Exercise objective:
Write out the full listing below exactly as given.

Material to process:
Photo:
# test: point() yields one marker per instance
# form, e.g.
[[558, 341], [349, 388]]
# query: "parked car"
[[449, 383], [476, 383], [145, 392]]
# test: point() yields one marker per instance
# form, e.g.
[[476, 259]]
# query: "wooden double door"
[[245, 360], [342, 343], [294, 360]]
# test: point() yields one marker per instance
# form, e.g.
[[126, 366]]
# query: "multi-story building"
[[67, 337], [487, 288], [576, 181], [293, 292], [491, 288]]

Response to the exercise:
Photo:
# test: point() yields one marker per instance
# form, e.g.
[[558, 341], [349, 388]]
# query: "parked car"
[[449, 383], [476, 383], [145, 392]]
# test: point() yields one marker per instance
# form, e.g.
[[476, 259]]
# query: "wooden double door"
[[245, 360], [342, 343], [294, 360]]
# test: point() yields one marker per instance
# form, e.g.
[[126, 366]]
# query: "multi-story building"
[[67, 337], [487, 288], [576, 181], [293, 292], [491, 288]]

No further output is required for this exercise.